■ **To-do list**
a - In the deal.II mailing list excerpt, which element was in use when the discontinuous contour still appeared?
b - Write out the part of the deal.II mailing list excerpt starting at "Sent: Thursday, January" and ending at "email to dealii+un...@googlegroups.com.".
c - Write the next part of the deal.II mailing list excerpt, following on from its final sentence.

■ **Excerpted text**
════════════════
Sent: Thursday, January 16, 2020 12:05 AM

To: dea...@googlegroups.com <dea...@googlegroups.com>
Subject: Re: [deal.II] discontinous contour over elements
--
The deal.II project is located at http://www.dealii.org/
For mailing list/forum options, see https://groups.google.com/d/forum/dealii?hl=en
---
You received this message because you are subscribed to the Google Groups "deal.II User Group" group.
To unsubscribe from this group and stop receiving emails from it, send an email to dealii+un...@googlegroups.com.

Wolfgang Bangerth

unread,
Jan 18, 2020, 10:58:59 AM1/18/20
to David Eaton, dea...@googlegroups.com
On 1/17/20 9:11 PM, David Eaton wrote:
>
> Thanks the help from you and the others. The issue of discontinuous vorticity
> field is resolved. Theoretically, I understand the gradient should be
> discontinuous for C0 elements.  However, I still want to convince myself with
> a explanation. while I used Q2Q1 Taylor-Hood element, the discontinuous
> contour still appear. What could be the reason for this?
════════════════
■ **Material provided**
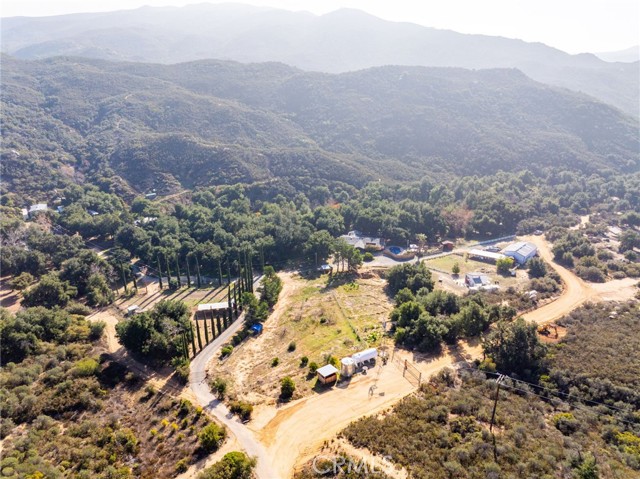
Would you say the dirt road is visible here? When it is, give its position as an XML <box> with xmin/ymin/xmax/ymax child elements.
<box><xmin>185</xmin><ymin>236</ymin><xmax>637</xmax><ymax>479</ymax></box>
<box><xmin>87</xmin><ymin>308</ymin><xmax>195</xmax><ymax>401</ymax></box>
<box><xmin>522</xmin><ymin>236</ymin><xmax>637</xmax><ymax>324</ymax></box>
════════════════
■ **Written responses**
a - The Q2Q1 Taylor-Hood element.

b -
Sent: Thursday, January 16, 2020 12:05 AM

To: dea...@googlegroups.com <dea...@googlegroups.com>
Subject: Re: [deal.II] discontinous contour over elements
--
The deal.II project is located at http://www.dealii.org/
For mailing list/forum options, see https://groups.google.com/d/forum/dealii?hl=en
---
You received this message because you are subscribed to the Google Groups "deal.II User Group" group.
To unsubscribe from this group and stop receiving emails from it, send an email to dealii+un...@googlegroups.com.

c -
And they should! You might be thinking that for Q2 functions, if you take the
gradient, you should still get a linear function that is continuous. But the
Q2 functions are only quadratic on each cell separately; they still have a
kink at cell interfaces, and consequently their gradient is discontinuous.


> On the other hand, I
> have a very simple FEM code using C0 elements without doing the projections.
> I just simply assembly the matrix, use a Lagrangian shape function in C0
> element and solve it with a linear solver. It does give a continuous contour
> without doing a projection. What could be the theoretical reason why it does
> not give a discontinuous contour? Is L2 projection is necessary step while
> computing gradients over elements for C0 elements?

Can you describe in mathematical terms what you do? When you say "assemble a
matrix" and "solve it", that sounds a lot like a projection to me.

David Eaton

unread,
Jan 18, 2020, 11:25:44 AM1/18/20
to Wolfgang Bangerth, dea...@googlegroups.com
Thank you for your explanations. Basically I formed a weak form of the PDE for one element and numerically integrate it at the Gaussian points based on the interpolation from the local nodes. Subsequently, I assemble the weak forms from all elements into a global system matrix based on a local-to-global mapping of the nodes. After applying the boundary conditions, I solve this linear system using a linear solver in Intel mkl.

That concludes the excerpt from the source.